_Supplied records:_
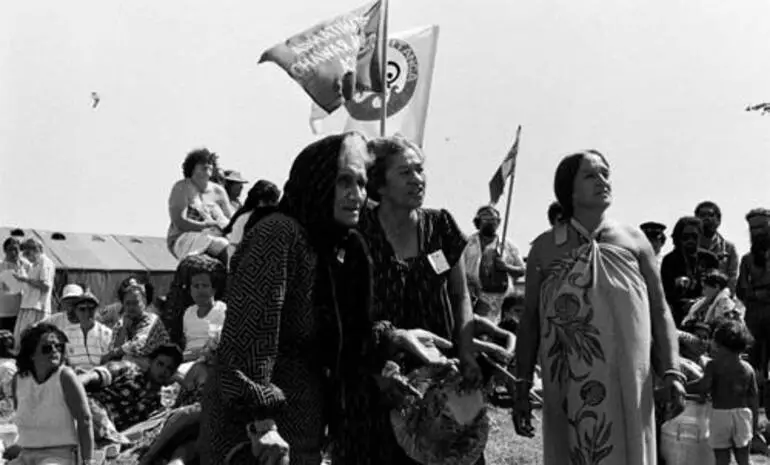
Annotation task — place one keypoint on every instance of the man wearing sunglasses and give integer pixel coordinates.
(128, 394)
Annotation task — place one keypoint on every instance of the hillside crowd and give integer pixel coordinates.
(342, 320)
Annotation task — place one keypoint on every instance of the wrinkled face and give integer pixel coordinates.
(202, 173)
(710, 219)
(134, 303)
(592, 188)
(50, 352)
(405, 180)
(201, 289)
(690, 238)
(350, 185)
(489, 221)
(12, 252)
(85, 312)
(162, 369)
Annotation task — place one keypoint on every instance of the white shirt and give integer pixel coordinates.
(34, 298)
(199, 331)
(236, 235)
(11, 288)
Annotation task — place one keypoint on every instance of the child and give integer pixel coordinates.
(732, 385)
(7, 364)
(202, 321)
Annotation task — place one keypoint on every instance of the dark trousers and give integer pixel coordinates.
(8, 323)
(758, 323)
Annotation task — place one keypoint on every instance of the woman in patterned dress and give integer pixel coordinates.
(419, 283)
(595, 312)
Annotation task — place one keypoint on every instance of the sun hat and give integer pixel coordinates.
(448, 425)
(71, 292)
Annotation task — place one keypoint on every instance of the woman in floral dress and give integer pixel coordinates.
(595, 312)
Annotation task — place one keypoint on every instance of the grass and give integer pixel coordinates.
(506, 448)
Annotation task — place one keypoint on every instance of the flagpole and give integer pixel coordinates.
(384, 67)
(510, 196)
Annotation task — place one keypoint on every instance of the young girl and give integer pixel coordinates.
(202, 321)
(52, 412)
(732, 385)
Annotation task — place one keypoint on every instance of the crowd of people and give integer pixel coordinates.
(296, 323)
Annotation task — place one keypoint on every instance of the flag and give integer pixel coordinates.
(411, 59)
(331, 54)
(506, 169)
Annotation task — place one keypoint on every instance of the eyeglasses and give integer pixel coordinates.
(47, 349)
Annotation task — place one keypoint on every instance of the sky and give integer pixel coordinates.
(658, 86)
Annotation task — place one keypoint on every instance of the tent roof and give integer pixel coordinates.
(83, 251)
(152, 252)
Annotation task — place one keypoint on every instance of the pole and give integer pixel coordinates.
(384, 67)
(510, 194)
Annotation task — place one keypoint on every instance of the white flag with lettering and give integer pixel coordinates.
(411, 58)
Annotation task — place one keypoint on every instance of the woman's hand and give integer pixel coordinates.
(267, 445)
(672, 393)
(521, 413)
(423, 344)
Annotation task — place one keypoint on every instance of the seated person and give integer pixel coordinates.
(127, 394)
(715, 303)
(203, 321)
(139, 331)
(89, 340)
(110, 315)
(198, 209)
(7, 364)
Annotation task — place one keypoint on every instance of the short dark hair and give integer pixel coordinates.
(676, 234)
(169, 350)
(555, 212)
(134, 281)
(197, 157)
(732, 335)
(383, 149)
(564, 179)
(9, 242)
(30, 338)
(755, 212)
(6, 344)
(711, 205)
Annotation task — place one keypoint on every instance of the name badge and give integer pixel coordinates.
(438, 262)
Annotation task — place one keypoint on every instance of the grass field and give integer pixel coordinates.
(506, 448)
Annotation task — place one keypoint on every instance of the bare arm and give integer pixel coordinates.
(702, 385)
(223, 200)
(743, 288)
(528, 334)
(664, 334)
(178, 210)
(77, 402)
(461, 306)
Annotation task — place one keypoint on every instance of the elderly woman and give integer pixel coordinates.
(297, 315)
(199, 209)
(419, 283)
(139, 331)
(52, 412)
(595, 312)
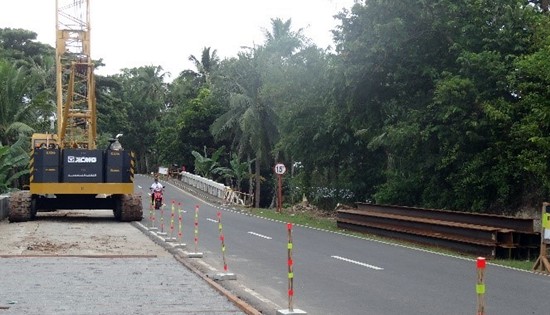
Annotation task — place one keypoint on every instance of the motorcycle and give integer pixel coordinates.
(157, 199)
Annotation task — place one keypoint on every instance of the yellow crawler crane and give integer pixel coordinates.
(68, 171)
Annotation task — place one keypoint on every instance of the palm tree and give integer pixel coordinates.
(250, 120)
(281, 41)
(16, 106)
(207, 65)
(236, 172)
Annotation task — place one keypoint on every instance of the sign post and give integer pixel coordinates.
(543, 262)
(280, 169)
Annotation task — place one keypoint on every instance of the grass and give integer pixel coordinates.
(320, 220)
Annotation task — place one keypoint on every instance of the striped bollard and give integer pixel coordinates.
(172, 218)
(180, 243)
(225, 275)
(196, 254)
(290, 309)
(152, 220)
(161, 232)
(480, 286)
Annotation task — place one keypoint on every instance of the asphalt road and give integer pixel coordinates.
(338, 274)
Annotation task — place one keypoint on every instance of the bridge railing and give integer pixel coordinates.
(214, 188)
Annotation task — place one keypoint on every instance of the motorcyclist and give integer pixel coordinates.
(155, 187)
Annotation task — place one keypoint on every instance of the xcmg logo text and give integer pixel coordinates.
(81, 159)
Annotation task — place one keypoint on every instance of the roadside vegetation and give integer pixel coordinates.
(437, 104)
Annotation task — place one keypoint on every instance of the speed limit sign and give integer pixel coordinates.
(280, 168)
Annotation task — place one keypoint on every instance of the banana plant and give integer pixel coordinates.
(13, 164)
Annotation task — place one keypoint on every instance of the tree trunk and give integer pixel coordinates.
(257, 179)
(250, 179)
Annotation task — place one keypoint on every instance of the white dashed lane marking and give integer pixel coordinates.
(260, 235)
(358, 263)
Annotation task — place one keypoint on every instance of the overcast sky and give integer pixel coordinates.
(133, 33)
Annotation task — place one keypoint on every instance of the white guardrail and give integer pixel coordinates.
(4, 206)
(212, 188)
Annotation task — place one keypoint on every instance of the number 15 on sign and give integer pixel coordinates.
(280, 169)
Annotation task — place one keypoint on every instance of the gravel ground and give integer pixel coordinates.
(71, 262)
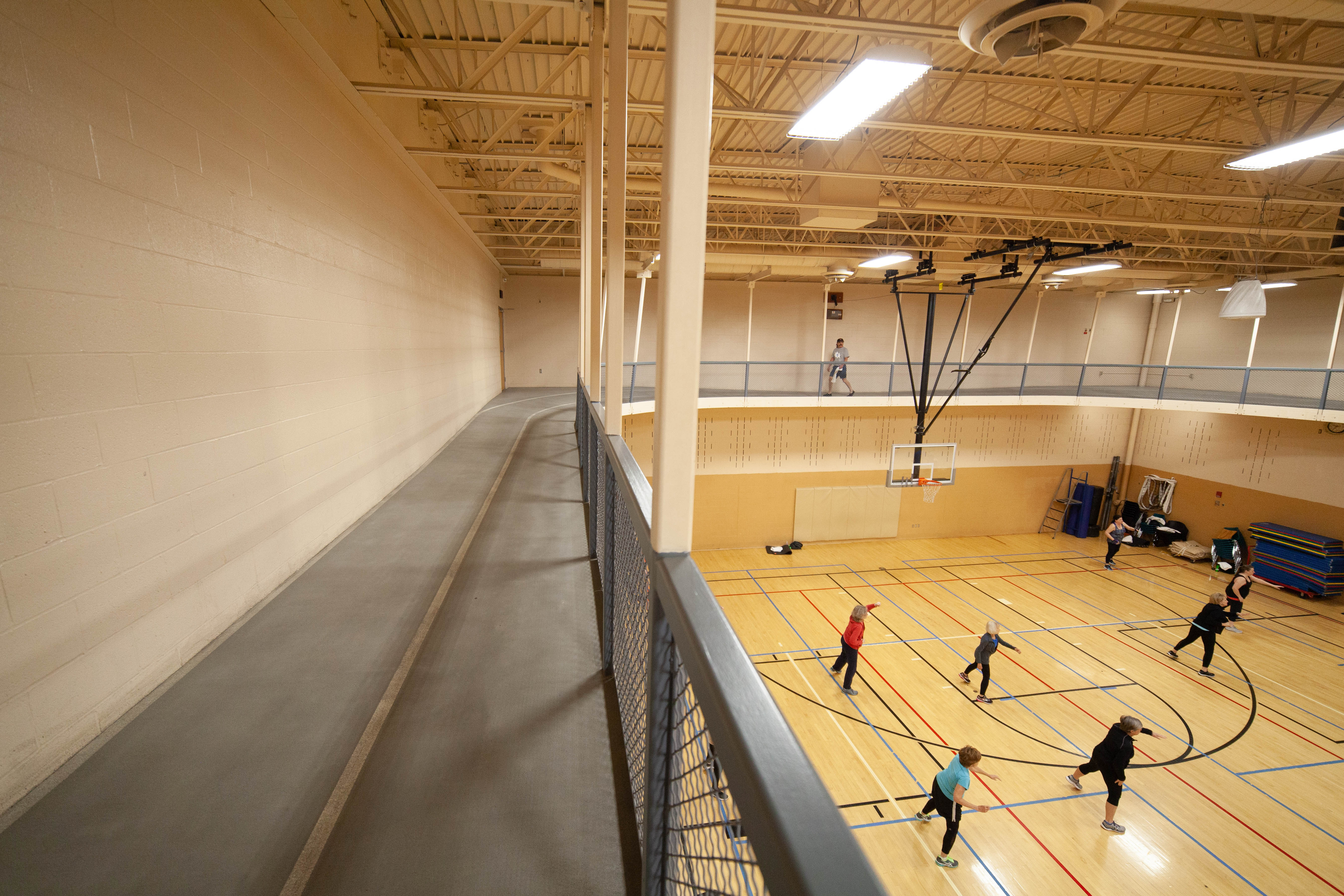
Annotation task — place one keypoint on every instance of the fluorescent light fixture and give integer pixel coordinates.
(1288, 154)
(865, 90)
(1280, 284)
(1086, 269)
(886, 261)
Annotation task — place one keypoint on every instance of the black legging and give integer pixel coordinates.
(1113, 789)
(847, 656)
(1195, 634)
(949, 811)
(984, 676)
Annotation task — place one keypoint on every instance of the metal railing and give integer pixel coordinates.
(725, 797)
(1312, 388)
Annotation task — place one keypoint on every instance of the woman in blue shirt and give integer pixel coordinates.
(990, 643)
(948, 796)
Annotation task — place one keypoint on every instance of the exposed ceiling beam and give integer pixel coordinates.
(773, 18)
(553, 101)
(780, 171)
(1190, 226)
(811, 65)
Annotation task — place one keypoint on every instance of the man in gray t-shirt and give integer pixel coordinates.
(839, 367)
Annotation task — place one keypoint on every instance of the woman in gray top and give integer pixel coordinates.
(990, 643)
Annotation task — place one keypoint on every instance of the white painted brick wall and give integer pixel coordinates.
(230, 323)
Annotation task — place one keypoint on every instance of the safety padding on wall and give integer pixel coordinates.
(846, 512)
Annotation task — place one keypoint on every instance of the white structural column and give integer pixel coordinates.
(619, 26)
(1031, 340)
(1171, 342)
(581, 232)
(1092, 332)
(686, 182)
(593, 226)
(1335, 336)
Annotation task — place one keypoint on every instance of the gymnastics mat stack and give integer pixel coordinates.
(1299, 561)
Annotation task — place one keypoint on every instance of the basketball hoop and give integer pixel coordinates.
(931, 488)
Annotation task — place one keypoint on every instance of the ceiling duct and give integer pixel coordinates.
(1007, 29)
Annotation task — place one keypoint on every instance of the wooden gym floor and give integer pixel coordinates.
(1242, 797)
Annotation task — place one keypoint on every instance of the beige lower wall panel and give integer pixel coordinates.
(1206, 507)
(836, 514)
(745, 510)
(230, 323)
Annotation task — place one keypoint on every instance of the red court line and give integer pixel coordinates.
(1030, 832)
(1215, 692)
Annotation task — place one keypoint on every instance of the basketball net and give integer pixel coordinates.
(931, 488)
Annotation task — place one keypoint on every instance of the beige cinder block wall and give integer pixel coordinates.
(1268, 471)
(751, 463)
(232, 320)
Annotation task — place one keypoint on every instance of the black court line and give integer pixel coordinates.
(884, 801)
(1222, 682)
(921, 741)
(1190, 735)
(967, 695)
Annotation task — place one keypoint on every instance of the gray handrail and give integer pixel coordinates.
(802, 844)
(1303, 388)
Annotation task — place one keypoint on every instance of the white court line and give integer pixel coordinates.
(312, 852)
(896, 807)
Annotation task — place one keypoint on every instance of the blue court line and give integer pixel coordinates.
(872, 727)
(1224, 668)
(1199, 844)
(884, 644)
(1178, 738)
(1031, 803)
(1308, 765)
(959, 655)
(969, 557)
(1112, 694)
(1306, 644)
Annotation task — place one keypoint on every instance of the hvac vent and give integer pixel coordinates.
(1007, 29)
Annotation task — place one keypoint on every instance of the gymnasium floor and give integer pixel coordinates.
(1252, 807)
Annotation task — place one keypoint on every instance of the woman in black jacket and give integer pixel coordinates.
(1111, 758)
(990, 643)
(1207, 625)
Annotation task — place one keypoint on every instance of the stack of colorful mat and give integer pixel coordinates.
(1299, 561)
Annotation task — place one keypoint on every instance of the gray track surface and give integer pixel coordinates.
(494, 773)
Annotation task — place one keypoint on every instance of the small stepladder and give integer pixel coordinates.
(1058, 508)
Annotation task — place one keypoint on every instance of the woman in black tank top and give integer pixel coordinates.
(1237, 592)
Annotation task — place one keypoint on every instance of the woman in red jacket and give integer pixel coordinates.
(850, 644)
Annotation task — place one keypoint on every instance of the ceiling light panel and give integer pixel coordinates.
(1288, 154)
(886, 261)
(862, 92)
(1086, 269)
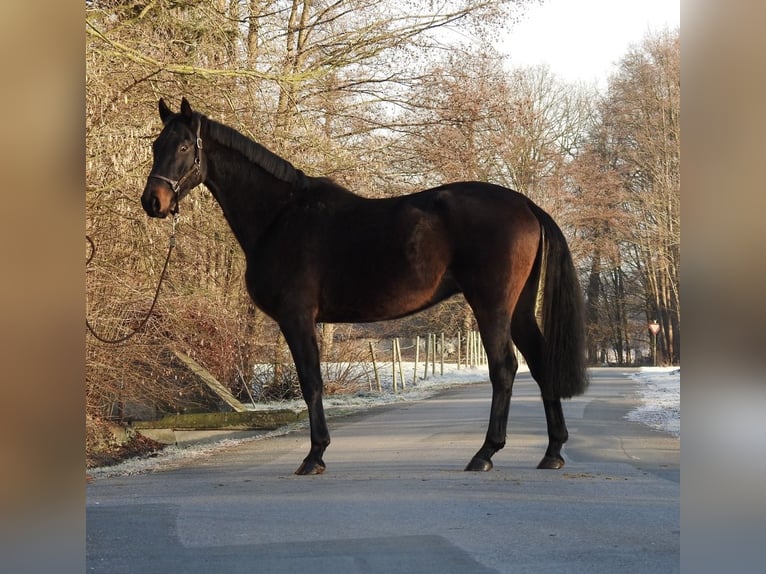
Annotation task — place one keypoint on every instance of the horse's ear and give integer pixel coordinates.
(186, 108)
(165, 112)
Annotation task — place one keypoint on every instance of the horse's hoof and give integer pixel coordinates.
(310, 467)
(552, 462)
(478, 464)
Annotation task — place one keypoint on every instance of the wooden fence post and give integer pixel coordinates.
(375, 367)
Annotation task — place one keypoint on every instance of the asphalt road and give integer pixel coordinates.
(395, 498)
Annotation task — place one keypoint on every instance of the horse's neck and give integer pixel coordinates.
(250, 197)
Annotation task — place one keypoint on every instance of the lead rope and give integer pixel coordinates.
(124, 338)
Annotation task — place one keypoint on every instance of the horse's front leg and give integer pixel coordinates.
(301, 338)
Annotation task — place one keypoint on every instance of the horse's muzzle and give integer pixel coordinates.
(158, 200)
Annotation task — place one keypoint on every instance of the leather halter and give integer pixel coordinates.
(175, 184)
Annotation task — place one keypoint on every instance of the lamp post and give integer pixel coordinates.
(654, 329)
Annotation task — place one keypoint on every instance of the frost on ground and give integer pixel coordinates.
(172, 456)
(660, 393)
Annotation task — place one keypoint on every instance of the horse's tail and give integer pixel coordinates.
(560, 314)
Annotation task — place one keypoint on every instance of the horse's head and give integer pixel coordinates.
(178, 164)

_Task description:_ Copy exactly the lines running from the one that holds "leg and give integer pixel coordinates." to the last line of the listing above. Include both of those lines.

_Solved exercise:_
Annotation task — place one keypoint on every instance of the horse's front leg and give integer pixel coordinates.
(301, 338)
Annotation task — place one keypoint on every instance of the horse's muzzle and give integer pixel coordinates.
(158, 200)
Annotation task — place one keypoint on every instance of the leather halter and give integer pixel coordinates.
(175, 184)
Annotation task — place one keypoint on every instance of the lamp post and give integer pixel coordinates.
(654, 329)
Annotation task — place one keypoint on every instance of the frost on ground and give integer pixel coordinates.
(172, 456)
(660, 393)
Annotation task — place one keypoint on every instance of the horse's tail and give integer pixel coordinates.
(560, 314)
Annotation task — place one keypoint on every instance of the horse's head and give integer pixel coordinates.
(178, 164)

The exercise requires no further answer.